Becoming a quilt artist: inspiration, tips, talk

Oak--King of Trees quilt

Ask any quilting artist how they became one and they’ll likely say the same thing: practice, practice, practice. It isn’t always easy to jump off the pattern page and go your own way. It’s a risk. And it can be a challenge to find your own style, your own voice. But one thing’s for sure: if you’re willing to try (and yes, try again), there’s a quilt artist in you just waiting to make her debut.

Today we’re sharing the different ways in which four quilt artists approach their work. Along with an exhibit of beautiful art quilts from each designer, you’ll get a peek into the processes they use. We dedicate today to the budding art quilter—could it be you?


Landscape art quilts: Pat Durbin

Author of Fabric + Paint + Thread = Fabulous

Pat Durbin--Fabric + Paint + Thread  = Fabulous“Aah . . . fabric, thread, beautiful colors, and patterns! The quilt is my way to express the joy I feel observing creation. And I use mixed media—fabric, paint, and thread—to create my art and infuse it with texture and depth. You certainly don’t have to be an expert quiltmaker to try any of the techniques in this book. Just jump in and give it a whirl! I think you’ll be surprised by how much fun it is.” –Pat Durbin

Pat’s goal is to take the images of nature around her and make quilts that look as much like those images as she can. Through painting—first with paint, and then with thread—she exceeds her own aspirations. First, Pat walks you though painting a simple background to set the scene:

Background fabric for Island Sunrise quilt
Background fabric for “Island Sunrise.” Partial horizon line painted, left; painted sample ready for quilting, right.

[EXERCISES TO COMPLETE]
**1)** In the quilt article, which three media does Pat Durbin use to create her art?
**2)** Revise the passage of the quilt article from "Becoming a quilt" to "quilter—could it be you?", replacing "risk" with "gamble".

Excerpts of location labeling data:
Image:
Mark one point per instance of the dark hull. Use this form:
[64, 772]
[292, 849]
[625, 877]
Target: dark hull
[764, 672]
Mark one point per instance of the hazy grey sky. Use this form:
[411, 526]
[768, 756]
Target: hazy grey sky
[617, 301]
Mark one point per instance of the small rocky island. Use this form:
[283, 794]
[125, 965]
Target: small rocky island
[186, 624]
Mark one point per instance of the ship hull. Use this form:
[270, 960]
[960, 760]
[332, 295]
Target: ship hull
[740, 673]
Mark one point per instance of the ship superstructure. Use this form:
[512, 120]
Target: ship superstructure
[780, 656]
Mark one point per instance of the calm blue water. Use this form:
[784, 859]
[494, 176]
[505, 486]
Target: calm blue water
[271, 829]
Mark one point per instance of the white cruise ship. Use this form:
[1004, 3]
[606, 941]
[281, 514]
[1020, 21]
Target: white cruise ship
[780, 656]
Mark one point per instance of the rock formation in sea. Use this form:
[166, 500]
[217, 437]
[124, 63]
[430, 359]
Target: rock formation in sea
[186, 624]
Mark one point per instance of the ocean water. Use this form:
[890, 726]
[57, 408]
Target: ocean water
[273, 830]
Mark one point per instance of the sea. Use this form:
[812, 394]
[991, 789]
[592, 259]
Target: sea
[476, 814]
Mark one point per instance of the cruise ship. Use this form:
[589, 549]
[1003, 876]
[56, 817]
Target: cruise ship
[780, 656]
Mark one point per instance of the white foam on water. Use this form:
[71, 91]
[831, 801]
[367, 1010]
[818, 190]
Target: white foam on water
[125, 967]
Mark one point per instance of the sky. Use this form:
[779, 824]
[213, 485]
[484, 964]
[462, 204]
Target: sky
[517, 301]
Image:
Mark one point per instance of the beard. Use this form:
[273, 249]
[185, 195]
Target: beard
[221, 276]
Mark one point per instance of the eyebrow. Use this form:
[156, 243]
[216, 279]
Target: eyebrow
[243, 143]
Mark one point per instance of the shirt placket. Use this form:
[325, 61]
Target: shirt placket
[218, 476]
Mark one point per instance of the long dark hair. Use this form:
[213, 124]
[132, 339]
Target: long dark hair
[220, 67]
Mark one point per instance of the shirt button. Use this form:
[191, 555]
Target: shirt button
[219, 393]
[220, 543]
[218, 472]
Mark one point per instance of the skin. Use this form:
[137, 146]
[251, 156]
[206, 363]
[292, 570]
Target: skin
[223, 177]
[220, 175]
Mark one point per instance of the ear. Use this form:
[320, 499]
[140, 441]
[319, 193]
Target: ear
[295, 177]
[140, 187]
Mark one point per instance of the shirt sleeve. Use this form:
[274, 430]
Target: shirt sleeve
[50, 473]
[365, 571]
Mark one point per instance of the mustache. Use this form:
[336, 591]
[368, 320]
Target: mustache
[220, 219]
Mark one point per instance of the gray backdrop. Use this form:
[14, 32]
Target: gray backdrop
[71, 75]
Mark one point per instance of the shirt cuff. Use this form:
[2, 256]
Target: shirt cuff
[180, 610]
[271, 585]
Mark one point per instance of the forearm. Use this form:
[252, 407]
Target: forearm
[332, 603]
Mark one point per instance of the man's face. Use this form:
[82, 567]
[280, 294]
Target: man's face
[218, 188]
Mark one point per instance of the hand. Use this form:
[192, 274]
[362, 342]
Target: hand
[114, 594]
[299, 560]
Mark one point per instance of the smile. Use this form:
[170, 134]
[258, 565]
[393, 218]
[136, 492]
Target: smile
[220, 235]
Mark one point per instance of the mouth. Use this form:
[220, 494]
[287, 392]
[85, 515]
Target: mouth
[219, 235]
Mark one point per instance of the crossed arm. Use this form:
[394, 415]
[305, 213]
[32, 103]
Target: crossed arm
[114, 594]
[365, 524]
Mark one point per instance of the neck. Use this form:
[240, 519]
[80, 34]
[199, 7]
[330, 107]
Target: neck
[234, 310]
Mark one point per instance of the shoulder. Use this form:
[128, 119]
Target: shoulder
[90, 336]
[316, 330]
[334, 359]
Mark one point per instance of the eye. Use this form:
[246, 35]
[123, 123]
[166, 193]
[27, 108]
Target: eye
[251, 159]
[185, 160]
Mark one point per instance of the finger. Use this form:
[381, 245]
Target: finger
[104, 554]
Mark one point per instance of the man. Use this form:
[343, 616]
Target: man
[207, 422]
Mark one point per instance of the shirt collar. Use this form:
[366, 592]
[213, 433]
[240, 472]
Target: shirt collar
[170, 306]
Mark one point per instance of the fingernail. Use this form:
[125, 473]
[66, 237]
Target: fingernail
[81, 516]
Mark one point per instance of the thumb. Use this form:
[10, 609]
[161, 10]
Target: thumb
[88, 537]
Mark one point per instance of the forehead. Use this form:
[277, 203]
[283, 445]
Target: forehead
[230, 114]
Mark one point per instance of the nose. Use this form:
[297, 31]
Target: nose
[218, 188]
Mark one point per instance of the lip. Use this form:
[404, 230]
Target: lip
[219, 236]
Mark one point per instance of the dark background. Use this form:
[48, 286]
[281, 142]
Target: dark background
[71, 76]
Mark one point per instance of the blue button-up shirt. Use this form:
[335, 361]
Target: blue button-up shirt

[EXERCISE RESULTS]
**1)** Fabric, paint, and thread.

**2)**
Becoming a quilt artist: inspiration, tips, talk

Oak--King of Trees quilt

Ask any quilting artist how they became one and they’ll likely say the same thing: practice, practice, practice. It isn’t always easy to jump off the pattern page and go your own way. It’s a gamble. And it can be a challenge to find your own style, your own voice. But one thing’s for sure: if you’re willing to try (and yes, try again), there’s a quilt artist in you just waiting to make her debut.

Today we’re sharing the different ways in which four quilt artists approach their work. Along with an exhibit of beautiful art quilts from each designer, you’ll get a peek into the processes they use. We dedicate today to the budding art quilter—could it be you?